_What the exercise asks_
Reproduce the entries below, substituting "central point" for every occurrence of "innermost point" and leaving everything else as it stands. Omit the pictures from your answer.
------------------------------
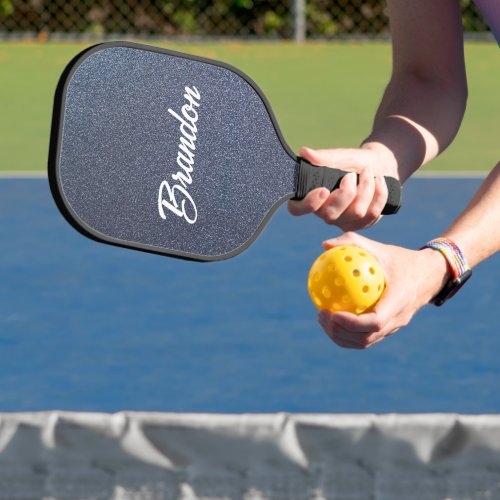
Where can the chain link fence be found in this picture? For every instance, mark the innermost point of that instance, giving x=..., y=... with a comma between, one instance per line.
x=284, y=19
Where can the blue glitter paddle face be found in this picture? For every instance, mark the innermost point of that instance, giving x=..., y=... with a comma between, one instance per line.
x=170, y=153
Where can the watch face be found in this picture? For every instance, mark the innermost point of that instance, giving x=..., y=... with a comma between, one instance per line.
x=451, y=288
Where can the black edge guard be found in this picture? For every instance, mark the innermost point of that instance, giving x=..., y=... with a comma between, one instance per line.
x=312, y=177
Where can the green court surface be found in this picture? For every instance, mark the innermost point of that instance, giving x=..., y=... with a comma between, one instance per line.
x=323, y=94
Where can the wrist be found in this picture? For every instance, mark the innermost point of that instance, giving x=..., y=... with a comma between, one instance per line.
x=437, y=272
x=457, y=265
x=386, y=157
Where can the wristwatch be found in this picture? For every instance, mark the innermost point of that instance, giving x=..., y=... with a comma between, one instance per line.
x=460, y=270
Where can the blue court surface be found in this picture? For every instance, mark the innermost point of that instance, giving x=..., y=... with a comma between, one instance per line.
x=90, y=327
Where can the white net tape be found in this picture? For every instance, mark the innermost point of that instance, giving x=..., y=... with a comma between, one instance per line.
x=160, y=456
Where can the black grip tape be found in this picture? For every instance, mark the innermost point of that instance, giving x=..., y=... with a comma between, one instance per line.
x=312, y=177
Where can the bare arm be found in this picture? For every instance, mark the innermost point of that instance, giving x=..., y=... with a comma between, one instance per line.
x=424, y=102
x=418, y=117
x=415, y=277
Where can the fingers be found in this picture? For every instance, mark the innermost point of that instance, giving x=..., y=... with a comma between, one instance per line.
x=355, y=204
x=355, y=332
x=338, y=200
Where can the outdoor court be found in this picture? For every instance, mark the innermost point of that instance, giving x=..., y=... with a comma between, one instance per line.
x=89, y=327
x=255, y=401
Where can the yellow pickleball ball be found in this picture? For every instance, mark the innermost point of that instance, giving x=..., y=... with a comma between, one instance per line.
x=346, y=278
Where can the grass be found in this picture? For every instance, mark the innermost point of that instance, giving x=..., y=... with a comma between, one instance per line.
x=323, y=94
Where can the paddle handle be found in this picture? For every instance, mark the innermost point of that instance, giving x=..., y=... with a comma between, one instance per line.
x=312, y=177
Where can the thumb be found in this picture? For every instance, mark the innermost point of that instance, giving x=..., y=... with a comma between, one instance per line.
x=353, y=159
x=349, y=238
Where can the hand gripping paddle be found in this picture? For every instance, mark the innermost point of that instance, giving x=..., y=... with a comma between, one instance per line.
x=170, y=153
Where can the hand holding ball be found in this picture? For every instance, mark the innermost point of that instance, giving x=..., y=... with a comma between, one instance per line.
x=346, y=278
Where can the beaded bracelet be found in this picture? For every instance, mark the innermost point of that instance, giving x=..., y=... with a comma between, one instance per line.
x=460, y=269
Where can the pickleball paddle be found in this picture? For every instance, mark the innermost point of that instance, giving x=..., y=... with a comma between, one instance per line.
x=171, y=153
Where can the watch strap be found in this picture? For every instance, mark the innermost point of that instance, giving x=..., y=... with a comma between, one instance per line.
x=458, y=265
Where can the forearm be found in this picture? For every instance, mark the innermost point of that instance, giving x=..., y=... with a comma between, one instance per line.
------------------------------
_Exercise output_
Where can the chain link fence be found in this picture? For every instance, mark the central point of that instance, giving x=..., y=... with a comma between, one instance per line.
x=284, y=19
Where can the blue glitter paddle face be found in this picture? For every instance, mark the central point of that instance, giving x=..., y=... with a comma between, one instance per line.
x=170, y=153
Where can the watch face be found in this picture? For every instance, mark the central point of that instance, giving x=..., y=... with a comma between, one instance per line.
x=451, y=288
Where can the black edge guard be found in this picture? For every instance, mark the central point of that instance, giving x=..., y=... with a comma between, one instance per line.
x=312, y=177
Where can the green court surface be found in this picture? For every instance, mark the central point of that instance, giving x=..., y=... with a comma between, one instance per line.
x=323, y=94
Where can the wrist be found in this picture? For every instance, mark the central point of that instance, giving x=..., y=... with a comma between, one instance per line.
x=437, y=272
x=457, y=265
x=386, y=157
Where can the wristwatch be found in this picture? For every instance, mark the central point of that instance, giving x=..., y=... with a comma between, one instance per line.
x=460, y=270
Where can the blue court surface be found in this picture? For every instance, mark the central point of that instance, giving x=..., y=... with a comma between, one instance per line.
x=90, y=327
Where can the white net tape be found in this picture? For every instance, mark the central point of that instance, giving x=..., y=... with a comma between, one instance per line.
x=160, y=456
Where can the black grip tape be found in this picture? For every instance, mark the central point of that instance, giving x=..., y=... with a comma between, one instance per line.
x=312, y=177
Where can the bare arm be found in this picture? For every instance, mark the central point of that instance, giving x=..., y=... with a comma between, one instance per line.
x=424, y=102
x=418, y=117
x=415, y=277
Where can the fingers be found in this picture? For every instance, mark the central point of that instance, giving x=..., y=... with a comma between, one instance per line.
x=355, y=204
x=355, y=332
x=338, y=200
Where can the outdoor court be found in this picture? For every instance, mark the central point of that instance, giving x=..., y=... with a comma between, one instance per line.
x=89, y=327
x=255, y=401
Where can the yellow pickleball ball be found in this picture? For every instance, mark the central point of that instance, giving x=..., y=... with a comma between, one instance per line.
x=346, y=278
Where can the grass be found in this picture? For every instance, mark the central point of that instance, giving x=..., y=... with a comma between, one instance per line.
x=323, y=94
Where can the paddle handle be found in this picture? For every instance, mark the central point of that instance, giving x=..., y=... with a comma between, one instance per line.
x=312, y=177
Where can the thumb be found in this picture? For every instance, mark the central point of that instance, giving x=..., y=... with a comma between, one instance per line.
x=353, y=159
x=349, y=238
Where can the hand gripping paddle be found in this picture? For every instance, mark the central point of that instance, giving x=..., y=... with a comma between, one instance per line.
x=170, y=153
Where can the hand holding ball be found in this picture? For every instance, mark the central point of that instance, giving x=..., y=... with a comma between, one instance per line.
x=346, y=278
Where can the beaded bracelet be found in this picture? For every instance, mark the central point of that instance, giving x=..., y=... with a comma between, one instance per line.
x=460, y=269
Where can the pickleball paddle be found in this picture? For every instance, mark the central point of that instance, giving x=..., y=... with a comma between, one instance per line.
x=171, y=153
Where can the watch strap be found in this picture? For every instance, mark the central point of that instance, giving x=..., y=... with a comma between, one instance per line.
x=458, y=265
Where can the forearm be found in this picture? For every instance, mark the central point of that instance, giving x=..., y=... with a comma between, one instance per line.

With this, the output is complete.